_Tarefa a realizar_
Transcreva do acórdão, sem qualquer alteração, o trecho que vai de "Magistrado ResponsávelANA CRISTINA" a "I- RELATÓRIO C...".

_Excerto da página_

=====

Acórdão nº 203/17.9BEBJA de Tribunal Central Administrativo Sul, 06 de Janeiro de 2022

Magistrado ResponsávelANA CRISTINA LAMEIRA
Data da Resolução06 de Janeiro de 2022
EmissorTribunal Central Administrativo Sul

Acordam na 1.ª Secção do Tribunal Central Administrativo Sul I- RELATÓRIO C...

, S.A., intentou no Tribunal Administrativa e Fiscal de Beja (TAF de Beja) acção administrativa contra S... e P... S.A., de responsabilidade civil por danos emergentes da circulação de um veículo por esta segurado, peticionando que a presente acção seja julgada procedente por provada e, em consequência, sejam as Rés condenadas ao pagamento do valor de € 9.088,81, acrescido de juros de mora, vencidos e vincendos até efectivo e integral pagamento, custas judiciais e respectivas custas de parte.

Em 26.02.2021, o Tribunal a quo proferiu sentença julgando a açcão parcialmente procedente e, em consequência, condenou as Rés a pagar à Autora a quantia de € 9.015,92, acrescida de juros de mora à taxa legal de 4% desde a citação até efectivo e integral pagamento.

Inconformadas as Rés, ora Recorrentes, vieram interpor recurso para este TCA SUL, cujas Alegações culminam com as seguintes conclusões: “1.ª A sentença sub judice enferma de erro de julgamento quanto à matéria de facto e de erro na decisão de direito, violando por errada interpretação e aplicação do disposto nos artigos 342.º, n.º 1 e 2 e 493.º, n.º 1 do Código Civil, artigo 12.º, n.º 1 da Lei n.º 24/2007, de 18 de julho e artigo 10.º, n.º 3 do Regime da Responsabilidade Civil Extracontratual do Estado e Demais Entidades Públicas.

=====

(Itens do conjunto de dados sobre a localização de objetos)
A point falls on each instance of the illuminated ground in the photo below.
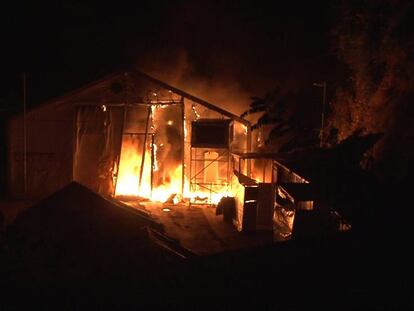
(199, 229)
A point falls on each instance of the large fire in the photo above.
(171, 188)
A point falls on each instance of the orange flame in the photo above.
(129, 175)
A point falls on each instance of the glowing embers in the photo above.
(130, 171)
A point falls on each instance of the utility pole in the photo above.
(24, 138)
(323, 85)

=====

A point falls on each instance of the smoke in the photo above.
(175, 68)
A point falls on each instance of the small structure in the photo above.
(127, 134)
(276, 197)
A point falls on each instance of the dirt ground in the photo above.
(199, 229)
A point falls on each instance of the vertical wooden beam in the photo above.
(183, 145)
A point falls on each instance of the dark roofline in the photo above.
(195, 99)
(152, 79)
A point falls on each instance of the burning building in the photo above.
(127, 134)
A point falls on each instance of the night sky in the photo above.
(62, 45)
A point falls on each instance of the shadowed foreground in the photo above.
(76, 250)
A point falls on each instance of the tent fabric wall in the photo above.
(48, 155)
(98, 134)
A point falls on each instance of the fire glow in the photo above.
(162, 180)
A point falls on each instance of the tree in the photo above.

=====

_Resultado do exercício_
Magistrado ResponsávelANA CRISTINA LAMEIRA
Data da Resolução06 de Janeiro de 2022
EmissorTribunal Central Administrativo Sul

Acordam na 1.ª Secção do Tribunal Central Administrativo Sul I- RELATÓRIO C...